Da fare
A - Nel testo di partenza, da quale film sono tratti i due video di cui si parla nel P.S.?
B - Aggiorna il brano del testo di partenza che comincia con le parole "Ora chiudo che" e si chiude dopo "privato è pubblico.", trascrivendolo con "Luca" al posto di "Marco".
C - Scrivi il seguito del testo di partenza, il post sui rapporti umani con i commenti che lo seguono, cominciando subito dopo l'ultima frase riportata.

Al momento mi sento come se i rapporti che si costituiscono siano come delle terre da esplorare: ci si lascia affascinare, ma non le si discute mai.
Io penso che prima di invocare alle armi (fatemela passare vi prego... è un'iperbole) gli altri, devo iniziare a mettere in discussione la struttura di senso che mi circonda. Se passo da grandi battaglie, in grandi battaglie senza combattere la mia guerriglia quotidiana, posso anche vincere ma sarebbe una vittoria portata dall'alto e quindi destinata a fallire nel lungo periodo.
Lo so il mio discorso ha un'impronta prettamente cristiana... ma pensateci... Il precetto "ama il prossimo tuo come te stesso" a metterlo in pratica davvero sarebbe la soluzione ideale. Io ci sto provando (con scarsissimi risultati), ma vi dirò solo per il fatto di tentarci assiduamente vado a nanna più contenta.
Ora chiudo che devo andare da Marco, non sono riuscita a dire tutto ciò che avrei voluto...
E' solo uno spunto... ATTENTI PUO' ESSERE CHE RITORNI... (risata satanica)
Il potente spettacolo continua e tu puoi contribuire con un verso... non per forza un poema. Basta un piccolo gesto, un piccolo verso....
Il pubblico è privato tanto quanto il privato è pubblico.
P.S. ho messo due video tratti dall'attimo fuggente... ohh che volete un pò di sano trash non ha mai fatto male a nessuno.
A parte gli scherzi il professore è il tipo di individuo che vorrei tanto diventare.
7 commenti:
capitana mia capitana
devo dire che è tutta la mattina che lo leggo ed ho ancora qualche problema di comprensione...ci sono un po' troppe parentesi aperte e chiuse... dammi ancora qualche giorno. Comunque massimo rispetto sorella!! pace e amore a tutti
ah, franzina, una nota tra parentesi.

Elenco dati
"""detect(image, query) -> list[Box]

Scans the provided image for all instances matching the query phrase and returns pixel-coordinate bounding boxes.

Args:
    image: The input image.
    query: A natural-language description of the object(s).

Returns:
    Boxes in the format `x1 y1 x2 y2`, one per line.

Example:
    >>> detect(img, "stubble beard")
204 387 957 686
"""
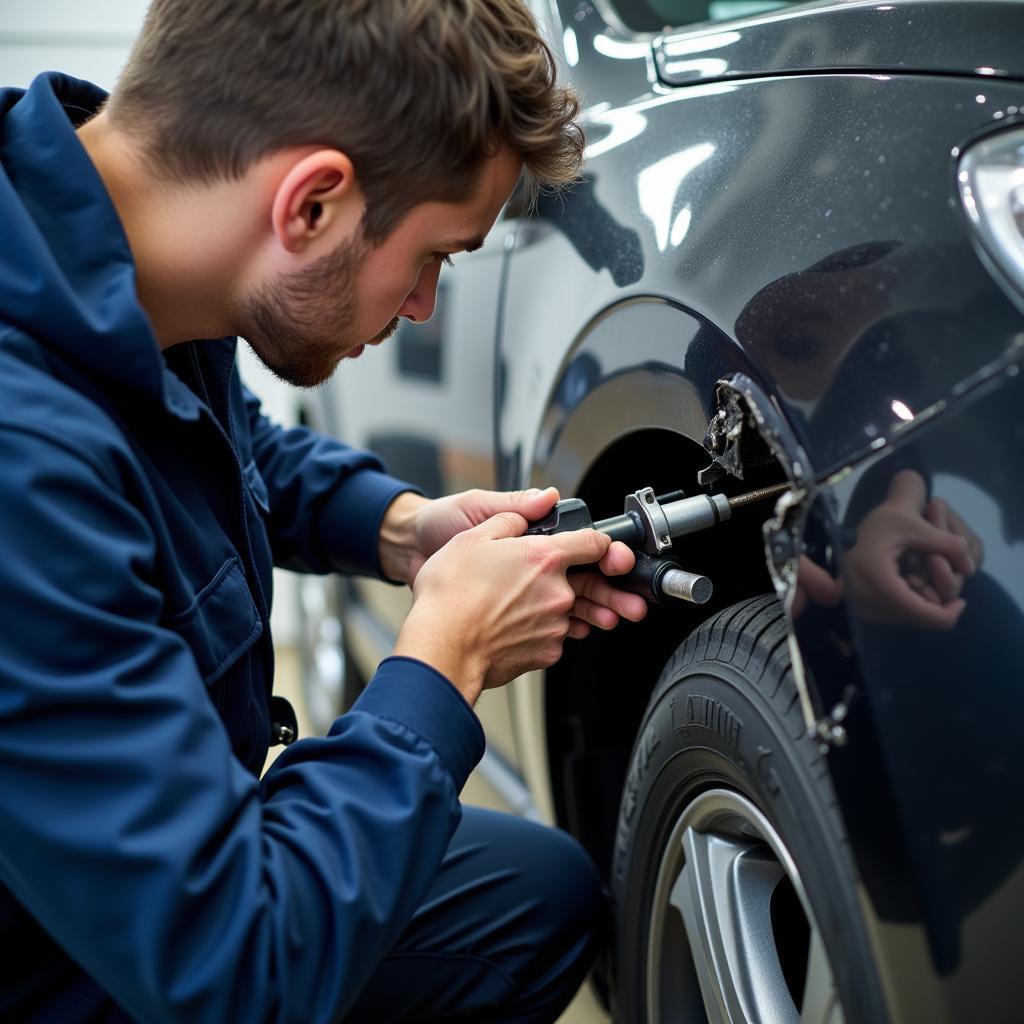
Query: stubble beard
240 234 398 388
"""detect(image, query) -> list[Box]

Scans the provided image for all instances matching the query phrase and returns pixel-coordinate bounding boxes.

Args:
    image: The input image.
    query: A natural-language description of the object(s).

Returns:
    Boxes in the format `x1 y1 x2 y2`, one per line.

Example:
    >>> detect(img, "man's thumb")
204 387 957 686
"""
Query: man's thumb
505 487 558 522
910 519 975 575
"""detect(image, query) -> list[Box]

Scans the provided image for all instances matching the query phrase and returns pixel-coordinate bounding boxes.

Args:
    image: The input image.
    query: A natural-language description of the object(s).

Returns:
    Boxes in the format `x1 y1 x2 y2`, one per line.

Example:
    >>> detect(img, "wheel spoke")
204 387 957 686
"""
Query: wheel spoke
800 928 845 1024
670 828 797 1024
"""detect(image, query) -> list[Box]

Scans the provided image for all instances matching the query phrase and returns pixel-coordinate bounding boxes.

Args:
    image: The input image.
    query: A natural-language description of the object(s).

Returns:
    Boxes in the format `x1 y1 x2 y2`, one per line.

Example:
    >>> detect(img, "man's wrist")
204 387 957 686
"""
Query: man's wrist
394 612 486 708
377 490 430 584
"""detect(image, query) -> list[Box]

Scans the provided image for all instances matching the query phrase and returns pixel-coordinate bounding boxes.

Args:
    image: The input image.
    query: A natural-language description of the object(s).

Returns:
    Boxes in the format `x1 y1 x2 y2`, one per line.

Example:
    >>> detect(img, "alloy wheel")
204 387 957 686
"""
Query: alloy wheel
646 790 845 1024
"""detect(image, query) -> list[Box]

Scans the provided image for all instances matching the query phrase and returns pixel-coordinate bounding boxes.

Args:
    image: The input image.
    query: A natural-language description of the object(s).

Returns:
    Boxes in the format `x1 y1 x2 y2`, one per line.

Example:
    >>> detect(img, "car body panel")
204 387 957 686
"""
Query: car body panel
654 0 1024 85
309 0 1024 1024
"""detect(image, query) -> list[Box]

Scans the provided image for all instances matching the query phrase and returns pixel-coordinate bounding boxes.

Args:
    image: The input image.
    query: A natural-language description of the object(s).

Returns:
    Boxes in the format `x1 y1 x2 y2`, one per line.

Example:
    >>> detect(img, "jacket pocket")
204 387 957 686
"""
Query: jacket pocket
166 557 263 686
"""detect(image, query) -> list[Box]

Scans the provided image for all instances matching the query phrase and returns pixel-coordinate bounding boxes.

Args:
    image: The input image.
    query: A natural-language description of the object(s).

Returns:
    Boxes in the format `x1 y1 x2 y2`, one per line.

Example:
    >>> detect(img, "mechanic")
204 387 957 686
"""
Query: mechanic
0 0 645 1022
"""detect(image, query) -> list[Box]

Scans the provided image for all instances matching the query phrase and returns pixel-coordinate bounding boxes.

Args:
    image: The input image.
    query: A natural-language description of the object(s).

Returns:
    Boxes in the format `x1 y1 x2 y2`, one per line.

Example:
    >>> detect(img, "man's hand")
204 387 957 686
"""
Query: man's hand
845 469 982 630
395 512 642 703
380 487 647 639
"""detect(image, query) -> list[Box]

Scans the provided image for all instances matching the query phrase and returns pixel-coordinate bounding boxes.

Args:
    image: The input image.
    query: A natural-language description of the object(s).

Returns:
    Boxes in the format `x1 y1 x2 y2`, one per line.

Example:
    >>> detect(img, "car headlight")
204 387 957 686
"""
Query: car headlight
957 128 1024 301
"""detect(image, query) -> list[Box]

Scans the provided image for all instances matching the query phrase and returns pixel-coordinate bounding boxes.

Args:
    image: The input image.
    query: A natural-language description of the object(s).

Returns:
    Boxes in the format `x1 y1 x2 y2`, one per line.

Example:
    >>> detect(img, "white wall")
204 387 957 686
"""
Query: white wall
0 0 296 644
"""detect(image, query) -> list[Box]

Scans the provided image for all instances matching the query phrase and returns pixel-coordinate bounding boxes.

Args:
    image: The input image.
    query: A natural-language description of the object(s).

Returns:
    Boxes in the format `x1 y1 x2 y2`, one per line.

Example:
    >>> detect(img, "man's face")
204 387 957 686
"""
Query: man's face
240 150 522 387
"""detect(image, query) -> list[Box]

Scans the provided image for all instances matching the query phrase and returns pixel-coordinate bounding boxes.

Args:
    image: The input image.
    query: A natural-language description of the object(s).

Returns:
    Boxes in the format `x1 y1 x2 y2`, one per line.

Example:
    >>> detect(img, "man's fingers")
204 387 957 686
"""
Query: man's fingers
548 529 611 568
467 512 528 541
566 618 590 640
599 541 637 575
907 519 974 575
570 597 618 630
898 588 967 630
568 572 647 623
946 505 985 569
926 555 964 601
876 566 966 630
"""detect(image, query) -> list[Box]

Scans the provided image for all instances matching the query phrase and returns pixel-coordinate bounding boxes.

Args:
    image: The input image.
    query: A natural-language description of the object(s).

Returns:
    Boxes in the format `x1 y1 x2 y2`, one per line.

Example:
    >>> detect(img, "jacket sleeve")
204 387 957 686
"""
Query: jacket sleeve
0 419 483 1024
243 389 417 578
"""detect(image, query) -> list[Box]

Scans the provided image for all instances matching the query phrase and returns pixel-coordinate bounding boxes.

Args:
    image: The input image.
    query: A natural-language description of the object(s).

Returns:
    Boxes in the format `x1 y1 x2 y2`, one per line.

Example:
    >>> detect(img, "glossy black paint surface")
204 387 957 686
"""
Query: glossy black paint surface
497 0 1024 1021
654 0 1024 85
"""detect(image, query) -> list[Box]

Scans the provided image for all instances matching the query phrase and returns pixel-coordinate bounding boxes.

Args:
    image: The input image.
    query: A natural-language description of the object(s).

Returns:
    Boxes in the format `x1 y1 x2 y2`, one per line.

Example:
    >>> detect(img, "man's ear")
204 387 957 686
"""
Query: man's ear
270 150 365 253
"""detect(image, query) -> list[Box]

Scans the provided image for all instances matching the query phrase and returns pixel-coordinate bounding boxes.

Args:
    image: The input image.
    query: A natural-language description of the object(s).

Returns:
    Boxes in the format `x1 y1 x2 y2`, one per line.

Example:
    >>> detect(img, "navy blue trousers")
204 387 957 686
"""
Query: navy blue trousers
345 807 604 1024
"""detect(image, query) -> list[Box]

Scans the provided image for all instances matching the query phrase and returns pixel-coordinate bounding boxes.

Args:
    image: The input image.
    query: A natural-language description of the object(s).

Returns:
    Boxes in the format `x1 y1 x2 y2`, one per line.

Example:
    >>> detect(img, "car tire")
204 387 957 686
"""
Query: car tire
611 597 885 1024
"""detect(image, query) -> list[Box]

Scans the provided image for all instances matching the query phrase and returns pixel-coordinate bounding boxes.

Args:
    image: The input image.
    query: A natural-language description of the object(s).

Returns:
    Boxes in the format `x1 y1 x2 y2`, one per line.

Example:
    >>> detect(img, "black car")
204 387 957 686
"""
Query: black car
294 0 1024 1024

Soluzioni esercizi
A - Dall'attimo fuggente.

B -
Ora chiudo che devo andare da Luca, non sono riuscita a dire tutto ciò che avrei voluto...
E' solo uno spunto... ATTENTI PUO' ESSERE CHE RITORNI... (risata satanica)
Il potente spettacolo continua e tu puoi contribuire con un verso... non per forza un poema. Basta un piccolo gesto, un piccolo verso....
Il pubblico è privato tanto quanto il privato è pubblico.

C -
alcune delle cose che dici sono esattamente le idee che mi hai sempre contestato.
: )
ma alla fine mi hai dato ragione.
oh.....per una volta questa frase posso dirla io!!
No fidius... non è vero.. leggi meglio...
Ci sono tre visioni del mondo che si sono confrontate, in questi giorni: quella di Dario, quella di fede, la mia.
E' vero, ho trovato anche io un po' ostico il pezzo, e non è stato facile venirne a capo. Ma mi avrebbe fatto piacere leggere un commento un po' più specifico su quello che abbiamo detto. Sui contenuti delle nostre opinioni.
Sembra, e nn lo dico solo parlando di ciò che scrive la fra, che la discussione debba quasi essere sempre fine a sè stessa, che non si possa mai parlare del "cosa" rimanendo sempre fissi sul "come"..
Parlando dunque di contenuti, fra, mi sembra un po' limitante, ma non certo sbagliata, l'idea di soddisfazione legata alle piccole cose quotidiane: "ho fatto sorridere una persona, dunque mi sento meglio perche' il mio piccolo passo l'ho compiuto".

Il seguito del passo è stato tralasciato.